Aşağıdaki listede "metal" sözcüğünü içeren her satırı lütfen olduğu gibi ayıklayın. Büyük-küçük harf ayrımı dikkate alınmalıdır.

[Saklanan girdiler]
○ ○ ○ ○ ○ ○ ○

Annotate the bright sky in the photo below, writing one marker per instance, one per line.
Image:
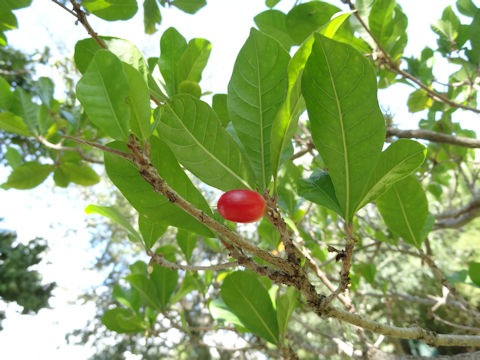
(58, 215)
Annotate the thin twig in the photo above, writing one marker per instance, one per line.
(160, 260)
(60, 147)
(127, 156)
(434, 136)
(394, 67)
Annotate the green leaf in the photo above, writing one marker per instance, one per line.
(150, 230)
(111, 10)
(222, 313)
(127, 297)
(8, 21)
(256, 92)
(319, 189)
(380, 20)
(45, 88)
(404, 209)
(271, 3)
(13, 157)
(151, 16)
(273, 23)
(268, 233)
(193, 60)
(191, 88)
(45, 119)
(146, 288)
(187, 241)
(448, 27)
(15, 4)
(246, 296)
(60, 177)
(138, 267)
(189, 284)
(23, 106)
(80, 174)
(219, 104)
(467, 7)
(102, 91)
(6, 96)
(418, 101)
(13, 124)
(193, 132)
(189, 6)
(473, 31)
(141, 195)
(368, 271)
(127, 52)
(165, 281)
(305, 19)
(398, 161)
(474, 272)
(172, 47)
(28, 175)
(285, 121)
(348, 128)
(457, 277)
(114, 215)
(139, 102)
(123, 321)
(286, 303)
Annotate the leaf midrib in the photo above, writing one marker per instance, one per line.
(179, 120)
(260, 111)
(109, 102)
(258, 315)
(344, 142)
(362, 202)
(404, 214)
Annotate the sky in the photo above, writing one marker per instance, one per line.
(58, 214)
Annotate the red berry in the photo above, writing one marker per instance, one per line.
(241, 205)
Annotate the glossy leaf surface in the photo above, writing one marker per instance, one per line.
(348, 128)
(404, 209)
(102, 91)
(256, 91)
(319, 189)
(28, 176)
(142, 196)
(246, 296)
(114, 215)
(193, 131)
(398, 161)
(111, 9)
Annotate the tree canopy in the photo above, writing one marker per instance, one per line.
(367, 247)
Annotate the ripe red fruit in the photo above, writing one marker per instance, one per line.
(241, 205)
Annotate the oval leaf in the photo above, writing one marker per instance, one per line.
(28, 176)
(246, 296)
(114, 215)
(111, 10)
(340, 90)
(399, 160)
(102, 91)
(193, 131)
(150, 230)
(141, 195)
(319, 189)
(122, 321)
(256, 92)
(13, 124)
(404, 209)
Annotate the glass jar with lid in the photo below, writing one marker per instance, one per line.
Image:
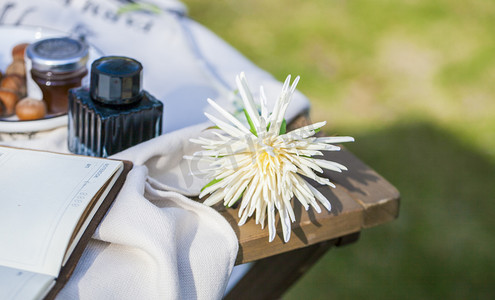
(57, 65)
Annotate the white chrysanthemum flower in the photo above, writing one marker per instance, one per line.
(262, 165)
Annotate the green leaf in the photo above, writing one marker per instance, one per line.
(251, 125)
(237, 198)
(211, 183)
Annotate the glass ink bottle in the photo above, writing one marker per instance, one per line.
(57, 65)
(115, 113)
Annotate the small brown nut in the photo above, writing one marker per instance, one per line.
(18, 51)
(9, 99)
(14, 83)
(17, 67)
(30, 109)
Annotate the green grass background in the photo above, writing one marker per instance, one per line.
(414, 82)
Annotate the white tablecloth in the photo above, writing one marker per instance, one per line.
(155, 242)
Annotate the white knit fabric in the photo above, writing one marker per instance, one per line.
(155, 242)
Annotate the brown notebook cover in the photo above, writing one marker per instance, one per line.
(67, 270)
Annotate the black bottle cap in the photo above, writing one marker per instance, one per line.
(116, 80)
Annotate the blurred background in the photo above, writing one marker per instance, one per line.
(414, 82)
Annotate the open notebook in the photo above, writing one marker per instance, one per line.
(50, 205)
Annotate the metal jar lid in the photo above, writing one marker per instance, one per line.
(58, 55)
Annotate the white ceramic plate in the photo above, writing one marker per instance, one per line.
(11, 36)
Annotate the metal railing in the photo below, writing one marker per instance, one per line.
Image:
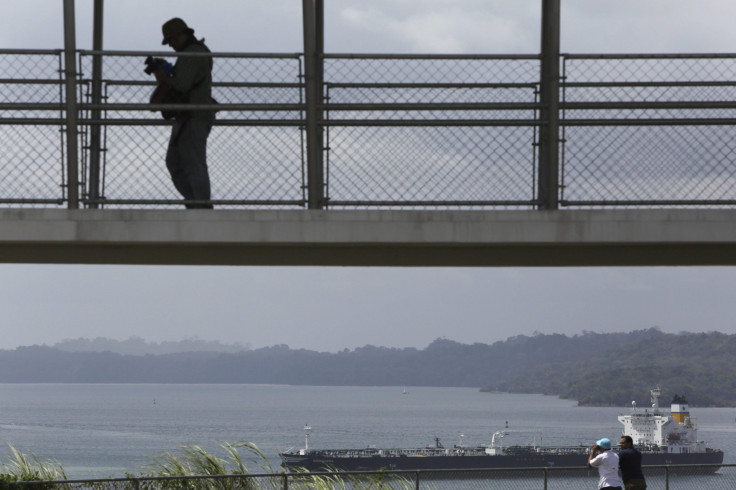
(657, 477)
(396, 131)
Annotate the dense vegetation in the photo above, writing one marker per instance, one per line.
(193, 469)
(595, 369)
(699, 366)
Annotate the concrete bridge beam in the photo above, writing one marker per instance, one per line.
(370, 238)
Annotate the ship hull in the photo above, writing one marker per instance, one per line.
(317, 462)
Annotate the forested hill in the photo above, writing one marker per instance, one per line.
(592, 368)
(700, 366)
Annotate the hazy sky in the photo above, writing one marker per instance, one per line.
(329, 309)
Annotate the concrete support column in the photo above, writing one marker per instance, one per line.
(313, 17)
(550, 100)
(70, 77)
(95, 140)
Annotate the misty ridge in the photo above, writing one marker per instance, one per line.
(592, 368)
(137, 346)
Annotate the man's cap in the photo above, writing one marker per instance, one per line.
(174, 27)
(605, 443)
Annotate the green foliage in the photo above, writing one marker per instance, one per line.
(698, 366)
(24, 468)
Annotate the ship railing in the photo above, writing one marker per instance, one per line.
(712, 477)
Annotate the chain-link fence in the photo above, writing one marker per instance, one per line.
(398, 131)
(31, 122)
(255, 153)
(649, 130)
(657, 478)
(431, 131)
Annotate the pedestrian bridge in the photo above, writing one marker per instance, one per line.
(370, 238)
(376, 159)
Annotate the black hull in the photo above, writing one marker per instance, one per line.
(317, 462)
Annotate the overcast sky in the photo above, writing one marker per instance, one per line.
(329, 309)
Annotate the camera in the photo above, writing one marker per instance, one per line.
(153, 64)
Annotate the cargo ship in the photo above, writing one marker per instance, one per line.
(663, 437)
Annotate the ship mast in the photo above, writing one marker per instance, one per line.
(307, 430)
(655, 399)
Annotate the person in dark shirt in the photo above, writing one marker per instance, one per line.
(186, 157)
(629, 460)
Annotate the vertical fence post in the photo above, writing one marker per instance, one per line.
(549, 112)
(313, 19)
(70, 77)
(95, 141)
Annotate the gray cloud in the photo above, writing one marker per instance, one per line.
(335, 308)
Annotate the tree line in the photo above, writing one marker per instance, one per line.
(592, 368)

○ ○ ○ ○ ○ ○ ○

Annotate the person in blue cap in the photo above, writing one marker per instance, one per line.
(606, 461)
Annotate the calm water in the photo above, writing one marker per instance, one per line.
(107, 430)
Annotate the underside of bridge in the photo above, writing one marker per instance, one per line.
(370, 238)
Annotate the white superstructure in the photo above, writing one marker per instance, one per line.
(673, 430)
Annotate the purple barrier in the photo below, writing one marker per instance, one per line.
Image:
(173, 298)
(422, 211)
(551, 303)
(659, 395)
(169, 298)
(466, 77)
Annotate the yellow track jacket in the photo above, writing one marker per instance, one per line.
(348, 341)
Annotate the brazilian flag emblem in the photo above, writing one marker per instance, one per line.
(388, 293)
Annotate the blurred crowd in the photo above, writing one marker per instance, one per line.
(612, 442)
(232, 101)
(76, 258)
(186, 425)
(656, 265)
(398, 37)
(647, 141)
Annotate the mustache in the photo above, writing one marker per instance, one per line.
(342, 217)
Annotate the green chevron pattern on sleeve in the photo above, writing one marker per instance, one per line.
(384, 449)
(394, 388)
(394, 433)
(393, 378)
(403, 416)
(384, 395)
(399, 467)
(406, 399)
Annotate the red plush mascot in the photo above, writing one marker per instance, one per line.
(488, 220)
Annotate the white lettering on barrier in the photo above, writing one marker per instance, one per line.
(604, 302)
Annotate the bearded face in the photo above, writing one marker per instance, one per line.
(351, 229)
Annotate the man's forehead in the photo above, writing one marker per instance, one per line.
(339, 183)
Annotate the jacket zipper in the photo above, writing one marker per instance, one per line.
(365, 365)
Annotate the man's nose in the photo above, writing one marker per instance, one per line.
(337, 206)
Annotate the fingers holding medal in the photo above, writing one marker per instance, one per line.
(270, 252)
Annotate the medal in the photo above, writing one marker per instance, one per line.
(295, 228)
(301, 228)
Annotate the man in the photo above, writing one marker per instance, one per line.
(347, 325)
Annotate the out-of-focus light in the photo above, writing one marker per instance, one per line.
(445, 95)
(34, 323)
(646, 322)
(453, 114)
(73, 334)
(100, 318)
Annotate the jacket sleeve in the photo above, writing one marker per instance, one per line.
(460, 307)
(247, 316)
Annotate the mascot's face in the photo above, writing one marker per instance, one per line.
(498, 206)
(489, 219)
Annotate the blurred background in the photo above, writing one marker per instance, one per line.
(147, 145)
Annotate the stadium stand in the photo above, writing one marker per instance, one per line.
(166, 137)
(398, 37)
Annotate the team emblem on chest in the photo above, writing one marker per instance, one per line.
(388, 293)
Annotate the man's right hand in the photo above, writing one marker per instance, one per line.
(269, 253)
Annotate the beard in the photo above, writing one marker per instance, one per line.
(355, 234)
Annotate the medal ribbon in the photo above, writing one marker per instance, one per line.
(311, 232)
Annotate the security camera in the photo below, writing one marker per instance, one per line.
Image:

○ ○ ○ ○ ○ ○ ○

§ Alıştırmanın cevabı:
Annotate the metal jar lid in the photo above, writing one marker per instance, one per line.
Annotate the metal railing in the photo below, writing one marker per instance, one per line.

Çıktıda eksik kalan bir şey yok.